- SELECTED EXCERPT
##########

Pink is a ridiculous color for a toilet, I know, but it’s not relevant to this story.
Yes, my husband’s weight is appropriate for his height, which is the first question that Research Mechanical Engineer John Hunt delicately raised when I rang him up. A wood composite expert with the Forest Products Lab of the US Dept of Agriculture, he was surprised to hear about the failure. It turns out that the rather lowly toilet seat is actually a highly engineered structure designed to sustain high bending loads while in use. Otherwise we’d fall in.
In my original post over at Electronics Weekly, Hunt described that your typical wood composite toilet seat consists of a high-density composite top and bottom layer and a lower-density core and is designed to support even the heftiest among us. The trickiest part comes in the processing of the material - basically a mixture of epoxy and wood particles — which requires a certain degree of engineering know-how to control the resin content, density gradients, temperature, and moisture levels. All of which can impact performance.

##########

- RECORDED INFORMATION
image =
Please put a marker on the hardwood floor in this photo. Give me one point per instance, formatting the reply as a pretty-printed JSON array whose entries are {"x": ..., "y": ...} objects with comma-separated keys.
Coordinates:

##########

- WORK TO COMPLETE
A. In the toilet seat text, what is the processing material of a wood composite toilet seat basically a mixture of?
B. Continue the toilet seat text from its last sentence.

- REPLIES
A. Epoxy and wood particles.

B.
These parameters must be carefully controlled, and specifications meticulously written to account for the fact that wood composites don’t behave like other materials, namely wood. And one unusual characteristic is that wood composites are hydroexpansive, meaning design engineers need to account for moisture expansion and contraction in normal use
As for our toilet seat, Hunt speculated that most likely one of the processing parameters got out of whack, leading to its early demise. “Maybe too much moisture got into the batch or the glue content was not controlled well enough - that would do it.”
Early composite toilet seats probably failed left and right. But they don’t now, Hunt says, because over the past 30 years wood composite processing techniques have been moving from an art to a science - meaning engineers are getting very good at controlling the parameters and even engineering the material to achieve desired performance characteristics.
And the best part of the story? We’ve now replaced our pink toilet with a very cool black unit.